*Objectif*: Poursuivez le texte sur Roméo et Juliette à partir de sa dernière phrase.

*Texte présenté*:
C’est l’une des histoires d’amour les plus connues dans le monde entier. Tragédie shakespearienne, Roméo et Juliette met en scène deux jeunes gens qui s’aiment éperdument malgré la haine que se vouent leurs familles respectives. Amour impossible, temporalité, politique, destin et hasard, Roméo et Juliette aborde les grandes problématiques de l’époque. Mais en sommes-nous revenus aujourd’hui ? Les thèmes évoqués sont-ils toujours d’actualité ? Résumé et analyse 2.0 de l’œuvre d’un des plus grands dramaturges de l’Histoire.

La genèse

Première édition de Roméo et Juliette, 1597 © DR
Première édition de Roméo et Juliette, 1597 © DR

La date exacte de rédaction de l’œuvre de William Shakespeare n’est pas connue et ne peut qu’être déduite. Dans la pièce, il est question d’un tremblement de terre survenu dix ans auparavant, est-ce une référence au tremblement du 6 avril 1580 ? Les ressemblances stylistiques entre Roméo et Juliette, Le Songe d’une nuit d’été, Richard II ou encore Peines d’amour perdues, semblent indiquer une rédaction entre 1591 et 1595. Mais rien de certain. En revanche, les racines de l’œuvre de Shakespeare sont claires.

Roméo et Juliette puise ses origines dans les histoires d’amour tragiques de l’Antiquité. Comme le mythe de Pyrame et Thisbé (Métamorphoses d’Ovide), où les parents des deux amants se haïssent et le héros croit à tort à la mort de sa dulcinée.

On note aussi des points communs avec les Éphésiaques de Xénophon d’Éphèse.

Dans cette œuvre, on retrouve la séparation des amoureux et une potion induisant un sommeil semblable à la mort. Les noms de familles rivales apparaissent dans Divine Comédie (1303 – 1321) de Dante. On trouve aussi une ébauche de l’intrigue chez Masuccio Salernitano, en 1437, dans sa nouvelle Mariotto e Ganozza.

*Entrées fournies*:

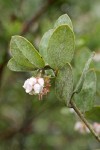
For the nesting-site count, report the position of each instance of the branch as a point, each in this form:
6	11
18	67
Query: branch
29	23
84	120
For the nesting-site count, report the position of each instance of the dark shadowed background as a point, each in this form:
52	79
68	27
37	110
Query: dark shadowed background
25	122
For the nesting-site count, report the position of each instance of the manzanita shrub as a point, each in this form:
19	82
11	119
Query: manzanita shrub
54	60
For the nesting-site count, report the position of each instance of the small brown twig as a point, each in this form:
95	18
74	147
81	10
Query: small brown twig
84	120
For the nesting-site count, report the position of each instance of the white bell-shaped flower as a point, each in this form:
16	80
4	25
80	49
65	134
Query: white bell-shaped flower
41	81
32	81
27	86
37	88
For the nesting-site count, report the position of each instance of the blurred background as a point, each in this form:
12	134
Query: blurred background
25	122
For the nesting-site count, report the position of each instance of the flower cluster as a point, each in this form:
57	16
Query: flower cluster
81	127
37	85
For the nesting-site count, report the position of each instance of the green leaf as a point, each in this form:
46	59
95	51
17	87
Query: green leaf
93	114
64	83
82	78
23	51
63	20
80	58
44	44
60	47
14	66
85	99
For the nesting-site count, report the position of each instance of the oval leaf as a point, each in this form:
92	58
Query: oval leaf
14	66
64	19
85	99
60	47
44	44
64	83
19	45
93	114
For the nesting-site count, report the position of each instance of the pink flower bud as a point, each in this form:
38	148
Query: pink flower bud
27	86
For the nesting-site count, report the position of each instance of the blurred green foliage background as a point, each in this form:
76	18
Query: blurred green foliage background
25	122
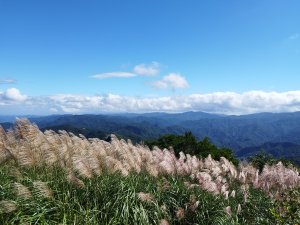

*Résultat obtenu*:
En 1530, Luigi da Porto adapte l’histoire sous le titre Giulietta e Romeo. Il s’inspire notamment du mythe de Pyrame et Thisbé. C’est dans cette version que se dessinent des caractéristiques définitives de l’œuvre : le nom des amants, leur sort final, le cadre véronais et la rivalité entre Montecchi et Capuleti (Montaigu et Capulet). L’auteur présente cette histoire comme authentique, s’étant déroulée sous le règne de Bartolomeo II della Scala.

En 1554, Mathieu Bandello publie sa version de Roméo et Juliette.

Il y accentue la dépression de Roméo et la querelle des familles. Il introduit également le personnage de la nourrice. Cette version a été traduite en français par Pierre Boaistuau, en 1559, dans une mouture plus sentimentale et moralisatrice.

Ce sont toutes ces œuvres qui ont inspiré notre ami Shakespeare. Alors, oui, comme ça, on pourrait dire qu’il n’a finalement rien fait, rien inventé, mais ça n’est pas le cas. Le « Barde immortel » (Shakespeare), a donné plus de profondeur et de caractère à ses personnages mineurs, notamment à la nourrice et Mercutio. On lui doit aussi la structure de la pièce qui alterne entre scènes tragiques et scènes comiques, mais aussi la forme poétique de ses personnages. Notez qu’au fil de la pièce, Roméo s’exprime de plus en plus en sonnet.

Alors vous me direz, elle nous vend un résumé et une analyse 2.0 de la pièce de théâtre et elle nous fait une diatribe sur l’origine de l’œuvre. Patience, j’y viens !

Roméo et Juliette, un petit récap’ 

Vérone est gangrénée par la rivalité qui oppose les Capulet au Montaigu. Roméo, l’héritier des Montaigu, est amoureux de Rosaline. Repoussé continuellement, il sombre dans une profonde mélancolie. C’est alors que ses amis vont le persuader de s’inviter au bal donné par les Capulet en l’honneur de Juliette.

À cette soirée et malgré la haine qui dévore leurs deux familles, Roméo et Juliette, tombent follement amoureux l’un de l’autre. Bravant la volonté de leurs familles, les deux jeunes gens vont décider de s’unir secrètement devant Dieu. Mais les provocations entre les deux clans redoublent lorsque Tybalt, cousin de Juliette, tue Mercutio, l’ami de Roméo…

Ce dernier n’a alors d’autre choix que de venger son ami en tuant Tybalt. Roméo se retrouve banni tandis que Juliette lui pardonne. Mais voilà que les problèmes recommencent pour Juliette… Face au mariage forcé que son père lui impose, elle décide d’avaler un puissant narcotique qui la fait passer pour morte. Devant le corps de Juliette conduit au tombeau, Roméo s’empoisonne, persuadé de la mort de sa bien-aimée. À ce moment, Juliette se réveille et voit l’être aimé expirer. Elle se poignarde, puis meurt aux côtés de l’homme qu’elle aime. Les Capulet et les Montaigu sont alors unis à jamais.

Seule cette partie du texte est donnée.